*Deine Aufgabe*.
Schreib aus den Datensätzen unten die Zeilen Wort für Wort ab: angefangen bei der Zeile mit "[tag] red neck scarf" und weiter bis einschließlich der Zeile mit "386,353 -> 402,372". Gib nur diese Zeilen wieder.

*Bereitgestelltes Material*.

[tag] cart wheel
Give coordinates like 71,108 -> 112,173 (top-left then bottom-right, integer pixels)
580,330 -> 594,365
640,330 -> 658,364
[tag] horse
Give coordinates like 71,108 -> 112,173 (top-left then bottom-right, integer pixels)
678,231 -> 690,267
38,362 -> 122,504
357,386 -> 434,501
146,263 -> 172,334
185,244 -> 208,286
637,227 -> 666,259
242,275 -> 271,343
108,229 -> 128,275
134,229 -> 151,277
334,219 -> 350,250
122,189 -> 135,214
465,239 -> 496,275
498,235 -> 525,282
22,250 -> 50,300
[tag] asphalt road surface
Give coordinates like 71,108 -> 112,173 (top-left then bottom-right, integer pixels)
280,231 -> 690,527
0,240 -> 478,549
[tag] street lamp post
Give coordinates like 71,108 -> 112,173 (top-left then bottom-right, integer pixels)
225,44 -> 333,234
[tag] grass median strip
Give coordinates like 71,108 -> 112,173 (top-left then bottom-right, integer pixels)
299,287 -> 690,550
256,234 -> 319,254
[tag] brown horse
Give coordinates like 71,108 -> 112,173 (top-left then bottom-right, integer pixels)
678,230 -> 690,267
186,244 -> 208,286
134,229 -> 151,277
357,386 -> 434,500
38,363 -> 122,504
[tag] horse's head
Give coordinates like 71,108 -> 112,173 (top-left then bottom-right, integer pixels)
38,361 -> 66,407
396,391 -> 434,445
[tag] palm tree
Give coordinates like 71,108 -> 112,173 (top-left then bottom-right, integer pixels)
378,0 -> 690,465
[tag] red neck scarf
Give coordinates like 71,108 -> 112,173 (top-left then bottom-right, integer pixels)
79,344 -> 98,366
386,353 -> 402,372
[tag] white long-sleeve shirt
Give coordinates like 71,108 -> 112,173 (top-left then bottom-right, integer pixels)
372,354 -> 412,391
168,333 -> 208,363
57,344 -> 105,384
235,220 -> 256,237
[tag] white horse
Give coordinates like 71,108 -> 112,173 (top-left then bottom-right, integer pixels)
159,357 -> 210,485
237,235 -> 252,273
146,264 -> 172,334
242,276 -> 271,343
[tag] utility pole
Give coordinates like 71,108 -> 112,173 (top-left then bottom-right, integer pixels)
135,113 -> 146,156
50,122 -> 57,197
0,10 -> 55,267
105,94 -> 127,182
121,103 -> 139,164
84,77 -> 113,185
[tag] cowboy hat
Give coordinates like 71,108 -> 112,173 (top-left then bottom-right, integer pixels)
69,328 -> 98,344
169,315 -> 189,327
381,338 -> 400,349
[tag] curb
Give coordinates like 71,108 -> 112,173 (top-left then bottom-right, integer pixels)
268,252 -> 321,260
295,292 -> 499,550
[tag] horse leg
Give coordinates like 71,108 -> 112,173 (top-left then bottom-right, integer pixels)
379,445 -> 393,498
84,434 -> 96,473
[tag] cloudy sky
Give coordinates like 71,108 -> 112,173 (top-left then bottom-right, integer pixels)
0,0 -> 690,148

*Schriftliche Antwort*.
[tag] red neck scarf
Give coordinates like 71,108 -> 112,173 (top-left then bottom-right, integer pixels)
79,344 -> 98,366
386,353 -> 402,372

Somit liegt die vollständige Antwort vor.